**EXERCISE SET:**
A. List the labor union, the court, and the state agency that the passage on the Philadelphia prison guards' arbitration dispute names.
B. Carry the passage on the Philadelphia prison guards' arbitration dispute forward from the point where it stops.

**SOURCE PASSAGE:**
++++
Under Pennsylvania law, “where representatives of units of guards at prisons or mental hospitals have reached an impasse in collective bargaining,” the final stage of the negotiations process is binding arbitration. District Council 33 of the American Federation of State, County and Municipal Employees (AFSCME) represents Philadelphia’s prison guards and other City correctional employees. When AFSCME demanded interest arbitration over its contract, the City refused to proceed.
The City contended that the state law did not grant its guards the right to interest arbitration because City guards “do not belong to a homogenous unit” created under the state collective bargaining law; instead, City guards are part of a diverse bargaining unit established originally under a city ordinance.
The Commonwealth Court of Pennsylvania rejected the City’s arguments. The Court observed that “in reviewing an administrative agency’s decision making, courts are required to extend great deference to the administrative agency’s expertise in interpreting the legislative enactments. This Court will defer to the Pennsylvania Labor Relations Board’s expertise where its conclusions are reasonable and not arbitrary or capricious.
++++
**MATERIAL SUPPLIED:**
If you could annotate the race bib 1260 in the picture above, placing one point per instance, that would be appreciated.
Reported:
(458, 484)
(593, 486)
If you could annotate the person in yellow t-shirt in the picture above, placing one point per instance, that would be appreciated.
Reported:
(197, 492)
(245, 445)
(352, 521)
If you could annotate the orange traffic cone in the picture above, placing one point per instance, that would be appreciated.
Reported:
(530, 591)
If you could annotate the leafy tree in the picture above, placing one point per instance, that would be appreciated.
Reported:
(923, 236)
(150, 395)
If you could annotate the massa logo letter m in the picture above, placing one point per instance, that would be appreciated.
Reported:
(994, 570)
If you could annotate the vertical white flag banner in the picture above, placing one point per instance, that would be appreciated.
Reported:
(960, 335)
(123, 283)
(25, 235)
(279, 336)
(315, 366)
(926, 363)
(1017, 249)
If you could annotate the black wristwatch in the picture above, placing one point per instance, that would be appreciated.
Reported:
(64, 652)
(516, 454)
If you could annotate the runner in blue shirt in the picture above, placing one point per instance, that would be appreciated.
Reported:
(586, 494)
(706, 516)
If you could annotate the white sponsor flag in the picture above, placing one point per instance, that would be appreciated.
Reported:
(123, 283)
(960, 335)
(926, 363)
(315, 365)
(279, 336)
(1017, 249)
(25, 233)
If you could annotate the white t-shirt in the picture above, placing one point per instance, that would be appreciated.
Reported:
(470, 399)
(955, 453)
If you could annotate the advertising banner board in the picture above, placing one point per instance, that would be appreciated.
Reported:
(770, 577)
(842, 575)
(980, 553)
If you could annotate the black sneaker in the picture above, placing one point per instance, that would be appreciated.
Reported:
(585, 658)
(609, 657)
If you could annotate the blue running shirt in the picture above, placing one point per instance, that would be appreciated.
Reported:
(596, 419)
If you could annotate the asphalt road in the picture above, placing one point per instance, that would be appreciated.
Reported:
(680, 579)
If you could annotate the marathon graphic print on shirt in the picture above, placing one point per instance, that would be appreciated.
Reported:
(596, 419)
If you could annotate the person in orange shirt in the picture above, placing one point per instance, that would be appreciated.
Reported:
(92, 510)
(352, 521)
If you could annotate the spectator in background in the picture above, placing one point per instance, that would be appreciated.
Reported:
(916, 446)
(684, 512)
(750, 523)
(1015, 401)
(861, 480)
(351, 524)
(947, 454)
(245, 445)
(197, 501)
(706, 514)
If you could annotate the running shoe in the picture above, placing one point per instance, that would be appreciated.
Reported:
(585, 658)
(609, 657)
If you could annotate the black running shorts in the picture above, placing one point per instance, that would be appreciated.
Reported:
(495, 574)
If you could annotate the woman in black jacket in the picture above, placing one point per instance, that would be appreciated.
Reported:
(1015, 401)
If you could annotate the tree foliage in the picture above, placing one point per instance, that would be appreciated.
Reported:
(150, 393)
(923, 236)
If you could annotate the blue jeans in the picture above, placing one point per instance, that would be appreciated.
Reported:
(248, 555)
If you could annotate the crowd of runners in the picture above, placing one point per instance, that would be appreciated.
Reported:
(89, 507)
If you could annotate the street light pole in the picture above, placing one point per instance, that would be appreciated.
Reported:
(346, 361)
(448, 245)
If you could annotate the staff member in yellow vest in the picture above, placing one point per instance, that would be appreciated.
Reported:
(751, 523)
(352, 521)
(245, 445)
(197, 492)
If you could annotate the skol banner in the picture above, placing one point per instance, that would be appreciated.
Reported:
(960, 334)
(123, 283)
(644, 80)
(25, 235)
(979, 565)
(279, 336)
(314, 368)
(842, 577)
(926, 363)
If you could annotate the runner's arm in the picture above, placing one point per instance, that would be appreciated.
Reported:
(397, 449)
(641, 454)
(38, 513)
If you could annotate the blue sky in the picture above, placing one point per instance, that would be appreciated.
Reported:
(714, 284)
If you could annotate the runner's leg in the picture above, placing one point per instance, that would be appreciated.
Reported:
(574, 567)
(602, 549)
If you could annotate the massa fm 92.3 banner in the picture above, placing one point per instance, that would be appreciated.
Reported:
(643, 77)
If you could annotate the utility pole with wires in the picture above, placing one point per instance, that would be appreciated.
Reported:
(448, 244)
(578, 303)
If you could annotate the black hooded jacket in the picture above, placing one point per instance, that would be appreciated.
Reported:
++++
**TASK-BY-TASK ANSWERS:**
A. District Council 33 of the American Federation of State, County and Municipal Employees (AFSCME); the Commonwealth Court of Pennsylvania; the Pennsylvania Labor Relations Board

B.
“We agree with the PLRB that the law’s creation of two types of ‘units of guards,’ one a homogenous unit composed exclusively of guards and the other a diverse unit composed of guards and other City employees, makes the phrase ‘unit of guards’ ambiguous, i.e., capable of more than one reasonable interpretation. Because of this ambiguity, the PLRB properly considered the objective of state law in order to ascertain the intention of the Legislature. Our Supreme Court has stated that state law provides mandatory binding interest arbitration for guards as the quid pro quo for denying guards the right to strike. Thus, the PLRB interpreted the state law in a manner that fulfills its objective and, because such an interpretation is reasonable, we defer to it.”
City of Philadelphia v. Pennsylvania Labor Relations Board, 982 A.2d 136 (Pa. Cmwlth. 2009).